Quoted text ->
_ _ _ _

The declaration said Mexico would also do its part to make the plan succeed.
“The government of Mexico has announced the largest development commitment in decades in southern Mexico to include $25 billion over five years,” the declaration said.
In addition to public funds, the state department said private investment is part of the strategy.
“The United States and Mexico will also work with the U.S. and Mexican private sector and multilateral development banks to promote investment and economic development in the Northern Triangle,” the declaration said. “We will leverage the resources of U.S. and Mexican international development finance capabilities to better target investments in the region.”
The multi-faceted plan is still unfolding. The State Department also announced a “Cabinet-level Meeting and High-Level Taskforce” involving Mexico and the U.S. in January 2019 to “agree on a strategic framework for our cooperation in Central America to address root causes of migration.”
It was not immediately clear how much of the investment announced represented new funding. A spokesman for Ebrard told Reuters he understood that $2.5 billion of the pledges to develop Central America was part of “fresh commitments,” Reuters reported.
A bilateral business summit between the two countries will also take place next year.

_ _ _ _

Items stored from a collection
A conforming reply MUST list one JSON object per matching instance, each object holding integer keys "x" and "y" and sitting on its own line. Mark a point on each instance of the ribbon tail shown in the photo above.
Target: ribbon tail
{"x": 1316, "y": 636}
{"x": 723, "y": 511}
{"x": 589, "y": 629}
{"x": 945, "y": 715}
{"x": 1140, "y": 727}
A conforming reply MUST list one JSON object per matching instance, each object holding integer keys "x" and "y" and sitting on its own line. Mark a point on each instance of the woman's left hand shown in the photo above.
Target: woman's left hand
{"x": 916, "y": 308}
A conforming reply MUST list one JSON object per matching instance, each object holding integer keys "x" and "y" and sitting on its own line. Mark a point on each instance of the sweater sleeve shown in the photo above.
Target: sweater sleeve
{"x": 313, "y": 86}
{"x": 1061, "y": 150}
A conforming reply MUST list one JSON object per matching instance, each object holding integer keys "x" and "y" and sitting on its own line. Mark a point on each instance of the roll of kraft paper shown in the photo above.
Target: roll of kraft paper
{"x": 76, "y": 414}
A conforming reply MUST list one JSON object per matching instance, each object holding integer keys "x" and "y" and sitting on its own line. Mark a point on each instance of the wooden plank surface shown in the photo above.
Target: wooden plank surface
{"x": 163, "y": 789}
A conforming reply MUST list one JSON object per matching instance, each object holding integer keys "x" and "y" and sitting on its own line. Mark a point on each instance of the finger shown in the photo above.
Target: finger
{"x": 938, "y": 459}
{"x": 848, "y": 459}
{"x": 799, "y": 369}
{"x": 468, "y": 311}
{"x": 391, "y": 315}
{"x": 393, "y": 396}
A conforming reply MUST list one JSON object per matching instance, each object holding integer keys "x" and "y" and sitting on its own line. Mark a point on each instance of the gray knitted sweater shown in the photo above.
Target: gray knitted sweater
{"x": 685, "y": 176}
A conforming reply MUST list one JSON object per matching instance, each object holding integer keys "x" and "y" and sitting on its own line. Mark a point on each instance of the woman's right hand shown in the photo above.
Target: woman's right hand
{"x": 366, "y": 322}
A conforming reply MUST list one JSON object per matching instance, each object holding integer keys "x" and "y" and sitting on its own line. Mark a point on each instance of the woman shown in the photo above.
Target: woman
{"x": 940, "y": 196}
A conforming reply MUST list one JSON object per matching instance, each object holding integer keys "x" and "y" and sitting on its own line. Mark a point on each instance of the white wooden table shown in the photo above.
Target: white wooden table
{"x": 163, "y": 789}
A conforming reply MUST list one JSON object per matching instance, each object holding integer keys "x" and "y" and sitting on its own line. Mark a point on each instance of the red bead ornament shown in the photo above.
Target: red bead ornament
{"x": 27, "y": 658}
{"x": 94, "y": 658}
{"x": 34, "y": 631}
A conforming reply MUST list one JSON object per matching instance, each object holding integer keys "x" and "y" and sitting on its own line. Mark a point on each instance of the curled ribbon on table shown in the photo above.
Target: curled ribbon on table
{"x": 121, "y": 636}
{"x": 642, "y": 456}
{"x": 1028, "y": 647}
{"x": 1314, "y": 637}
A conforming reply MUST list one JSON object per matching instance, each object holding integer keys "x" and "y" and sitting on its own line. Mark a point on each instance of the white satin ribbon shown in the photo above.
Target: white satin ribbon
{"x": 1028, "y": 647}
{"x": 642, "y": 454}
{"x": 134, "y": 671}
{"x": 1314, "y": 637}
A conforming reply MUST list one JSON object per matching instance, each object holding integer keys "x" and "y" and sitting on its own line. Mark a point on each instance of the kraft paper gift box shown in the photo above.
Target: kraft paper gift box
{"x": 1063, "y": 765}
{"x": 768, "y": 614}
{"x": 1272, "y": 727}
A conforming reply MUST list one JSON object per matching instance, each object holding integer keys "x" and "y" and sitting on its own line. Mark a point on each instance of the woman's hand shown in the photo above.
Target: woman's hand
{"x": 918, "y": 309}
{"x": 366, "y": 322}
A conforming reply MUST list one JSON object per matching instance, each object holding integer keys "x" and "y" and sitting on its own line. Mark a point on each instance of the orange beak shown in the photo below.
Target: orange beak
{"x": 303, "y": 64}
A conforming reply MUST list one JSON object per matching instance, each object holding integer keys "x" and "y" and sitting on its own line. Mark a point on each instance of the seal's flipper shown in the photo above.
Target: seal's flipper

_ _ _ _

Parts of the exercise ->
(A) Reproduce the passage on the Mexico development pledge word for word, everything from "The declaration said Mexico" down to "of the strategy.".
(B) Write out, unchanged, everything in the listing from the line containing "flipper shown in the photo above." down to the end of the listing, with both ends included.

Complete answers ->
(A)
The declaration said Mexico would also do its part to make the plan succeed.
“The government of Mexico has announced the largest development commitment in decades in southern Mexico to include $25 billion over five years,” the declaration said.
In addition to public funds, the state department said private investment is part of the strategy.

(B)
A conforming reply MUST list one JSON object per matching instance, each object holding integer keys "x" and "y" and sitting on its own line. Mark a point on each instance of the seal's flipper shown in the photo above.
Target: seal's flipper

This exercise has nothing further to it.